### PROBLEM DESCRIPTION
Copy out, word for word, the part of the rows below that opens with the line containing "white decorative balustrade" and runs through the final row.

[Excerpts of bounding box data]
____________________

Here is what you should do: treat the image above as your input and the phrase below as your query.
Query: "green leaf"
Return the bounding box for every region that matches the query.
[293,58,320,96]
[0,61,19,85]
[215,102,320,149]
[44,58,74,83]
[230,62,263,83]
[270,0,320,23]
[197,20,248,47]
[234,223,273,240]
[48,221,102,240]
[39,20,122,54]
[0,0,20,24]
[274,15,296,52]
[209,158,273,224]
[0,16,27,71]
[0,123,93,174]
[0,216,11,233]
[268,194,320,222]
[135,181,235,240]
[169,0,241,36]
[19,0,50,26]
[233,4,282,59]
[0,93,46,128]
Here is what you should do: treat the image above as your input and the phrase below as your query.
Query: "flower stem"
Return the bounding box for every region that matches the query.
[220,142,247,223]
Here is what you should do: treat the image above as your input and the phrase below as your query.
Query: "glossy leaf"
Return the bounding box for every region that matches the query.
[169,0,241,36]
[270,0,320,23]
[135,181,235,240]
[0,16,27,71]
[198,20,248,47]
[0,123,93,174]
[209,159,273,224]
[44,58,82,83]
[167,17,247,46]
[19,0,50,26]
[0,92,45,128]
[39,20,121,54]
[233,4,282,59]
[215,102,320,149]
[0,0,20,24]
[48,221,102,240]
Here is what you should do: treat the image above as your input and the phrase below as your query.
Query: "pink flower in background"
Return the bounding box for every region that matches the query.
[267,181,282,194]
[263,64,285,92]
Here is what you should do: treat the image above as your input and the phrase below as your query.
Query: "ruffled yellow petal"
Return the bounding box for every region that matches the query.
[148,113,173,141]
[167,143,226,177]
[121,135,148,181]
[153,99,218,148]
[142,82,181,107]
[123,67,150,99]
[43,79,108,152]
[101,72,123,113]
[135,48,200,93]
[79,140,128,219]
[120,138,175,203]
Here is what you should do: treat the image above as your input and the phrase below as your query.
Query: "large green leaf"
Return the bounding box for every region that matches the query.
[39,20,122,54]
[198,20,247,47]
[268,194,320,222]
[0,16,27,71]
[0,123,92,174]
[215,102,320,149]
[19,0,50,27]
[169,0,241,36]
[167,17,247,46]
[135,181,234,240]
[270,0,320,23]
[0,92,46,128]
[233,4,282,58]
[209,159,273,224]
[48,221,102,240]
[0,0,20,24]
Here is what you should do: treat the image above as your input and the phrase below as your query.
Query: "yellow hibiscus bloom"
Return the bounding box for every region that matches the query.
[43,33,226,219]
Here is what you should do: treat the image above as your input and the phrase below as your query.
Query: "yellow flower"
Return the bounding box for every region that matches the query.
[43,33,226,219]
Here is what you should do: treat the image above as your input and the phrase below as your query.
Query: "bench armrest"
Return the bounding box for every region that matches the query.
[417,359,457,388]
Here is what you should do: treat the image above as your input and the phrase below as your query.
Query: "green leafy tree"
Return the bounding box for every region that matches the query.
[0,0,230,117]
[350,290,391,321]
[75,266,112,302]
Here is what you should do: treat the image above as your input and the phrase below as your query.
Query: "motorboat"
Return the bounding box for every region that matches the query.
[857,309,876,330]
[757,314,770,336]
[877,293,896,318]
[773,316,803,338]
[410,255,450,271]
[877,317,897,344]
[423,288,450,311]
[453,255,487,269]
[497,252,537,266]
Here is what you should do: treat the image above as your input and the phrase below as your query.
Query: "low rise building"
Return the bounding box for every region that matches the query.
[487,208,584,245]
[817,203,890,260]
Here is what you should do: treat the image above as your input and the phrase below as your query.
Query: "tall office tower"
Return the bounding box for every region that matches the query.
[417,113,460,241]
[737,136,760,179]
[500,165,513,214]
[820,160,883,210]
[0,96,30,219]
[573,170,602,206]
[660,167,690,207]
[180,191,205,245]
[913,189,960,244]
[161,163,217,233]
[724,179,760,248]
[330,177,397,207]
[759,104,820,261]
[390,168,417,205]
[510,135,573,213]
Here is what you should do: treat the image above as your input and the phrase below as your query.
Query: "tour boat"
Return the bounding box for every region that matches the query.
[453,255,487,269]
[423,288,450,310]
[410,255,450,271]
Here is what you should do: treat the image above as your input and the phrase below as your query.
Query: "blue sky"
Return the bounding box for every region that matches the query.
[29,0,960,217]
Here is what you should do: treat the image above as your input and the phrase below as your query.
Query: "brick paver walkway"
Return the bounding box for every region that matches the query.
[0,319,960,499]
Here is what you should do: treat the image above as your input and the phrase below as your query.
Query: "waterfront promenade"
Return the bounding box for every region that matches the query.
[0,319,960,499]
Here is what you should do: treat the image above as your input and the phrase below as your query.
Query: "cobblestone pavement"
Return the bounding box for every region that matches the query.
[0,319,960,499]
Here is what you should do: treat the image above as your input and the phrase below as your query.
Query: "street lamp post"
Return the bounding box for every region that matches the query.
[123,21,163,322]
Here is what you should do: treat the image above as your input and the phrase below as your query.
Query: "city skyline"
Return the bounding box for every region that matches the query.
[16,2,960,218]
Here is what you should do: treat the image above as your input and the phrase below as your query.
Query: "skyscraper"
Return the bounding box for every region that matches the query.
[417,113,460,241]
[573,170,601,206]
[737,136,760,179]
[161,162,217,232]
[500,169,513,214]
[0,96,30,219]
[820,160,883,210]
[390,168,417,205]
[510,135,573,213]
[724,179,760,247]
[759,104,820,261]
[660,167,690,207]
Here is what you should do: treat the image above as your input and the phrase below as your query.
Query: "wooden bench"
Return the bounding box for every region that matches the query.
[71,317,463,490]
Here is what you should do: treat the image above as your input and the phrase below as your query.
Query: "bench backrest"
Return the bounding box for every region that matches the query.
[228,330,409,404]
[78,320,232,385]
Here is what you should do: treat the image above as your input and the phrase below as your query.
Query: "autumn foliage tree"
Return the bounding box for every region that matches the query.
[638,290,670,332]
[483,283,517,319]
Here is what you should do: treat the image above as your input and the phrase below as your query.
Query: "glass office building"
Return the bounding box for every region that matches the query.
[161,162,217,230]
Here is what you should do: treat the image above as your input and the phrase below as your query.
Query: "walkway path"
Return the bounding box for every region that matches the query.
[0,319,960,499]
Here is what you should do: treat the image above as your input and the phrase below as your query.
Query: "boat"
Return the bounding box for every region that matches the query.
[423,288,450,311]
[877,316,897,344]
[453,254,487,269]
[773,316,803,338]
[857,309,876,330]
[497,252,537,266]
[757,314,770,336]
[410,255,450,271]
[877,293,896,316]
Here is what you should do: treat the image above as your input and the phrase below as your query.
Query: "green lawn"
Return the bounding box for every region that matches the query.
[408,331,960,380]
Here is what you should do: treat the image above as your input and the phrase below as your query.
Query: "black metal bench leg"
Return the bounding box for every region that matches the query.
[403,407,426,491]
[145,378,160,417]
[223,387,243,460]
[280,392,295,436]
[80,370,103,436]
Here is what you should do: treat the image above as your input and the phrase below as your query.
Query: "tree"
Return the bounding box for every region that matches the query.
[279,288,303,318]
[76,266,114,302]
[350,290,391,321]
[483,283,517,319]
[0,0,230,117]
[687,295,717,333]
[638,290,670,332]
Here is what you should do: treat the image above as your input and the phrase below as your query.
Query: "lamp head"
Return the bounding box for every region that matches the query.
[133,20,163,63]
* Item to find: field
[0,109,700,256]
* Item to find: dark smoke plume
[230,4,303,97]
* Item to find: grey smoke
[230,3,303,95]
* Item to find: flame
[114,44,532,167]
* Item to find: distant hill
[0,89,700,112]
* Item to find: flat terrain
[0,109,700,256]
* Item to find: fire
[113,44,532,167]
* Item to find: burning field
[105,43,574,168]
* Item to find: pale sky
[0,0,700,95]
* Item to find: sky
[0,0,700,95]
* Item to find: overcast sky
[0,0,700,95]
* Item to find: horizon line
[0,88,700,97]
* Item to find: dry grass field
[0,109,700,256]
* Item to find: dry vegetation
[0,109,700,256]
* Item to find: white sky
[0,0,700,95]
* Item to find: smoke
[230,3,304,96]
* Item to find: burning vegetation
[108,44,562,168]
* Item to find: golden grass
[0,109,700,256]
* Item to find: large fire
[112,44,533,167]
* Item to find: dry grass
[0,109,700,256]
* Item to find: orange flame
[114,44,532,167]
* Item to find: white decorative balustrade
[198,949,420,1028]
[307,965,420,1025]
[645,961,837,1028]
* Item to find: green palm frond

____________________

### ANSWER TO THIS PROBLEM
* Item to find: white decorative balustrade
[198,949,420,1028]
[307,965,420,1025]
[645,961,837,1028]
* Item to find: green palm frond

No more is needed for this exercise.